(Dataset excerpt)
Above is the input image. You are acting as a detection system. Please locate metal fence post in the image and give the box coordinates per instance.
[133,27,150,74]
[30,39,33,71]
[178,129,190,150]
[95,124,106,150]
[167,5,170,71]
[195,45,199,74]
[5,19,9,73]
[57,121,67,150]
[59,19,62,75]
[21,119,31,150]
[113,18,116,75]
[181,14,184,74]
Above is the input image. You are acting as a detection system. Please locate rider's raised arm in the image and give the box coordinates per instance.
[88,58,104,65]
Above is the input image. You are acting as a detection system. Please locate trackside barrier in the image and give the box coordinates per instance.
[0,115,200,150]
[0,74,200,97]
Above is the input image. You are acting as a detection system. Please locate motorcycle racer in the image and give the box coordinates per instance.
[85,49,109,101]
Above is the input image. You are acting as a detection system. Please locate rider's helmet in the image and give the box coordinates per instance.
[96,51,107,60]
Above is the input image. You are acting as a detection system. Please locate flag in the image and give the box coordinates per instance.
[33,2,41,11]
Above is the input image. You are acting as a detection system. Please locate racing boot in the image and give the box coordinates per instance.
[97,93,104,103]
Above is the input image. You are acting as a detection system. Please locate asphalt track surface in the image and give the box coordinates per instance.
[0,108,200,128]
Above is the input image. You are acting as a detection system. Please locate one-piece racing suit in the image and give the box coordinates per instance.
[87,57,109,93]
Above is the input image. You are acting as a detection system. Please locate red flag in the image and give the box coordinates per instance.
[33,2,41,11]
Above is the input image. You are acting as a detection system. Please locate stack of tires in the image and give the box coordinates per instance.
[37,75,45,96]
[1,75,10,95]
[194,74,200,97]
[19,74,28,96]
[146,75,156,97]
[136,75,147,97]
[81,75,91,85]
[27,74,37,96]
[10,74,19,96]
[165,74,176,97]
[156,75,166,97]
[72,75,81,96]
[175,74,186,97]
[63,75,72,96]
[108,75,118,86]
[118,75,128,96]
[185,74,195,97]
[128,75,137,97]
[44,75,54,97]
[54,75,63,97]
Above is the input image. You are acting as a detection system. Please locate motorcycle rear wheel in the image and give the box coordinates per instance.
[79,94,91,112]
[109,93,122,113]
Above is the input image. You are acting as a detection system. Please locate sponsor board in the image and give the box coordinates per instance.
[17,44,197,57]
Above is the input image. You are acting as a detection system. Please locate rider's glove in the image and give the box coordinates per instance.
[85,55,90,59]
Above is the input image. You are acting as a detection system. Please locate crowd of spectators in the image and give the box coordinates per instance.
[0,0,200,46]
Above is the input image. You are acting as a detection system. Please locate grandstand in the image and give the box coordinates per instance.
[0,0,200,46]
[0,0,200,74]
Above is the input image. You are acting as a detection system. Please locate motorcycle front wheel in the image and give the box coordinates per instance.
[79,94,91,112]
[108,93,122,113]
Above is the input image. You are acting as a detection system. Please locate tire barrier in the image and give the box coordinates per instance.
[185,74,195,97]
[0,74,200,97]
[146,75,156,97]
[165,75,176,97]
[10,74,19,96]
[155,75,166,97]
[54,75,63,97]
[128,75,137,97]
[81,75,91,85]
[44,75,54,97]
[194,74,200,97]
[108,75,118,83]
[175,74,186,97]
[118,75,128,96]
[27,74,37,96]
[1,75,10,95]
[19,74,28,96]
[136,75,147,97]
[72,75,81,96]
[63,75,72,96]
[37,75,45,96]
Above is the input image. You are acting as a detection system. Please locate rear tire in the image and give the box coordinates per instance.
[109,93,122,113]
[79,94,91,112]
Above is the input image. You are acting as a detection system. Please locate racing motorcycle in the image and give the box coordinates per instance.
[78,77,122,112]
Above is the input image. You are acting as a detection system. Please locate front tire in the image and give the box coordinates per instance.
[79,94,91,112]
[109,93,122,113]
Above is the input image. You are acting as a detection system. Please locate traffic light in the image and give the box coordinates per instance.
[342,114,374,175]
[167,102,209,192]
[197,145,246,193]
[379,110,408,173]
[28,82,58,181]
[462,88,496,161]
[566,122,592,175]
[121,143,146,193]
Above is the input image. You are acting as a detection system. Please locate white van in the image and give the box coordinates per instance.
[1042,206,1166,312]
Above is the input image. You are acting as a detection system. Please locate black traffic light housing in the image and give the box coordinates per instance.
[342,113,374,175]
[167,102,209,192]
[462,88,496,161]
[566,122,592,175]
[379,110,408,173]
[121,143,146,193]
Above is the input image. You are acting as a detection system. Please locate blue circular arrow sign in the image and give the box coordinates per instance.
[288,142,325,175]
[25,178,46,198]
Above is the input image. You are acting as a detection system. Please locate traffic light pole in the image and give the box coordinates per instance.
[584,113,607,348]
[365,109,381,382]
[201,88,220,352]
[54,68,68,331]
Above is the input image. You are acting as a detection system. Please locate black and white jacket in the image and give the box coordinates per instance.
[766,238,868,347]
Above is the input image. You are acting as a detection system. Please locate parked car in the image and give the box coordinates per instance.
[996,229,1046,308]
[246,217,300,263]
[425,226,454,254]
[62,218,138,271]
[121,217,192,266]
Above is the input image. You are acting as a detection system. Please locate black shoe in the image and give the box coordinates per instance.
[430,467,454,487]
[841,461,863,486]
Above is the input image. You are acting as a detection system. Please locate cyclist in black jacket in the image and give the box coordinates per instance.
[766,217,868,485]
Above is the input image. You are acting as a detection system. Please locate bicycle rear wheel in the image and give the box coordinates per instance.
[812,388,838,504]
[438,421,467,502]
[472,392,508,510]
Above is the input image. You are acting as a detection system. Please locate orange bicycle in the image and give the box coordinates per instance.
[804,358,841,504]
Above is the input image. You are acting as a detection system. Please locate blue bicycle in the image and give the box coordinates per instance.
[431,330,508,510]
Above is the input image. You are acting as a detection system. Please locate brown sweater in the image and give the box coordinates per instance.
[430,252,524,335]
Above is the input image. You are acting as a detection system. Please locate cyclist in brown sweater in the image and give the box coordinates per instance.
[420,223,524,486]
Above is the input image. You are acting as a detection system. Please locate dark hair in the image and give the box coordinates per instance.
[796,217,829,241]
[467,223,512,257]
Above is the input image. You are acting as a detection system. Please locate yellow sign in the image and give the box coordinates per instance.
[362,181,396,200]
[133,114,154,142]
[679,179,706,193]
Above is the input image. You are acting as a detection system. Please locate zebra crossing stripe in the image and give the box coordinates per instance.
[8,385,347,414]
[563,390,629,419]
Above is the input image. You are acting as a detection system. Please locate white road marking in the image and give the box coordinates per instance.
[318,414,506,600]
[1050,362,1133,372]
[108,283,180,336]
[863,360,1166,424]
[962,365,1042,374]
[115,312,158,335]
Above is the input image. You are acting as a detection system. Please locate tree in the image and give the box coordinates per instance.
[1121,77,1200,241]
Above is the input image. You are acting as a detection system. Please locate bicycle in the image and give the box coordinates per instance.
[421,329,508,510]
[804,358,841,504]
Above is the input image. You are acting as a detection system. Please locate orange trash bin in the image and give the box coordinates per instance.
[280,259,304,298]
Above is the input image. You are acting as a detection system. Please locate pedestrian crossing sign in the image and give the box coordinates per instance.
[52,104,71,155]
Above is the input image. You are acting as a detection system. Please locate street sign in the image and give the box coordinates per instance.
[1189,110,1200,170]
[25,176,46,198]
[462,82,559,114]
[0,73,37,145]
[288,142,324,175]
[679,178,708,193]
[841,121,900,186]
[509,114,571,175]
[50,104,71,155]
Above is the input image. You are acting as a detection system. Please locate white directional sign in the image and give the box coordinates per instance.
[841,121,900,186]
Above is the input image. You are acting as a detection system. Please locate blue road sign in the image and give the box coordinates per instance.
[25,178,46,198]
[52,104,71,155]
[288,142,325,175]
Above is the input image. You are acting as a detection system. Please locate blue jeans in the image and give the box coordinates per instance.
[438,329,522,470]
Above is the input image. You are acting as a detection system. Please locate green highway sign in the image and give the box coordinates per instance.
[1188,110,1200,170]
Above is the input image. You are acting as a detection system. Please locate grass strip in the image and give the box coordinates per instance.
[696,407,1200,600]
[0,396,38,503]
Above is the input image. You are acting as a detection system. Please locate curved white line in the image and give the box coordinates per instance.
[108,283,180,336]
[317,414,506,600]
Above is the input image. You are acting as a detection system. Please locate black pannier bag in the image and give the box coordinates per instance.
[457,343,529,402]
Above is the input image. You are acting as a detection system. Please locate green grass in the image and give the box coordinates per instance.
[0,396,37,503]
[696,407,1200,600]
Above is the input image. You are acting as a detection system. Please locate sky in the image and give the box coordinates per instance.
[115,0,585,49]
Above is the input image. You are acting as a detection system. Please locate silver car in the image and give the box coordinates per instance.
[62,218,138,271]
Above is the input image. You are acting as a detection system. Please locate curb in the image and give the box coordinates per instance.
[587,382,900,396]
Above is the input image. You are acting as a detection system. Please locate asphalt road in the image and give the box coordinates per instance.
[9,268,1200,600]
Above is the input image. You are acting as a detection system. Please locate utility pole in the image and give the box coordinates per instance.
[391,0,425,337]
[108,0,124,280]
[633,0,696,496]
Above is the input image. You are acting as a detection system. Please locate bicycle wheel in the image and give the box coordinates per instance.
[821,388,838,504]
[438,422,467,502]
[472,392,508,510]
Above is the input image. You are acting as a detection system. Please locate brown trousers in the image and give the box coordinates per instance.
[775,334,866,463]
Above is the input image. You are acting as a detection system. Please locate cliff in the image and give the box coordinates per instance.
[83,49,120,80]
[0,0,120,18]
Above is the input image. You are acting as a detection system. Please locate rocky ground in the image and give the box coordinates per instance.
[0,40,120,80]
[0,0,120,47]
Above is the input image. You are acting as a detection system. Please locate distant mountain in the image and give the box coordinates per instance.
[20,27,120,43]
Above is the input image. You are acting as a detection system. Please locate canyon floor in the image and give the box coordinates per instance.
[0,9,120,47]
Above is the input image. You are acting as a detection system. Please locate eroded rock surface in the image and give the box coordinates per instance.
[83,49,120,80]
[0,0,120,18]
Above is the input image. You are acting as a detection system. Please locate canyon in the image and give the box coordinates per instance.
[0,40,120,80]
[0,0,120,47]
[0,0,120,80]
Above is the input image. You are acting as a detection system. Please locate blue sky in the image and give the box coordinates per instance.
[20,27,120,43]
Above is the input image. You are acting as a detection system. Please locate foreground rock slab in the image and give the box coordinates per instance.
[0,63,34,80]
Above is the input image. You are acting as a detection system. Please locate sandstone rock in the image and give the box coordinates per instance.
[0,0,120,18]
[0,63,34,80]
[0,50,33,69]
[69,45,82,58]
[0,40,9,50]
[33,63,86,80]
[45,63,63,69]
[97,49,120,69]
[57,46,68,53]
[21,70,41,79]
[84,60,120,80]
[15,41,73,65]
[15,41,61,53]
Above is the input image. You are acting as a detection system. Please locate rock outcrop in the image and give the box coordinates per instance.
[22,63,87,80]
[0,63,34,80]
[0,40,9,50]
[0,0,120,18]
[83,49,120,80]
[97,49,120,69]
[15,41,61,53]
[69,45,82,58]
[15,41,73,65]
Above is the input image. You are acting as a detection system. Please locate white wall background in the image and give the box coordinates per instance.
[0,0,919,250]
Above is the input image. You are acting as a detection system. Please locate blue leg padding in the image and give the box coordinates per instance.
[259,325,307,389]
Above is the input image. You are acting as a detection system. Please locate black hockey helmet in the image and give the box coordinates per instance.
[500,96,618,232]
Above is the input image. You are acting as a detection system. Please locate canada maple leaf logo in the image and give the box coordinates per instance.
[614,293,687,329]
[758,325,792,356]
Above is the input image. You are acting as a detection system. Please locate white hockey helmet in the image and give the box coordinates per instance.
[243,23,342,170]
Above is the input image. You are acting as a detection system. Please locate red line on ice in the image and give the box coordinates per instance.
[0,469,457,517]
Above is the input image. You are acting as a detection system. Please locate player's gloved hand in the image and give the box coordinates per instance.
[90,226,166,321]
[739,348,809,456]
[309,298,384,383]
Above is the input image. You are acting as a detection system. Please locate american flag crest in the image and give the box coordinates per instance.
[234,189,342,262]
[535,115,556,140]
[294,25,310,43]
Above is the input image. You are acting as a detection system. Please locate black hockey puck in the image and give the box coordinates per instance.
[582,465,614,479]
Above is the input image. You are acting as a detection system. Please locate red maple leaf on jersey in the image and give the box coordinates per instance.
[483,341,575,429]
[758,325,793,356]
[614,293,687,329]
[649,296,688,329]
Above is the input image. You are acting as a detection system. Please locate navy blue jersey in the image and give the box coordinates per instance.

GOAL: Extract, word for word, the lines of the records running from the line that contains "Please locate grass" through the line that contains "[115,0,585,49]", including both of those lines.

RESPONSE TO THE TASK:
Above is the input image. You are acting as a detection system. Please locate grass strip in the image and give the box coordinates per instance.
[696,407,1200,600]
[0,396,38,503]
Above is the input image. You are acting as a detection system. Please locate curved white line in the image and give the box coordinates per instance.
[108,283,180,336]
[317,414,506,600]
Above is the input image. You are acting as a detection system. Please locate black pannier bag in the image and give the box coordinates per instance.
[457,343,529,402]
Above is the input image. You are acting as a detection system. Please locate green grass in the image and give the box coordinates per instance.
[0,396,37,503]
[696,407,1200,600]
Above is the input image. You are acting as a detection system. Please locate sky in the image and give the box coordinates per instance.
[115,0,585,49]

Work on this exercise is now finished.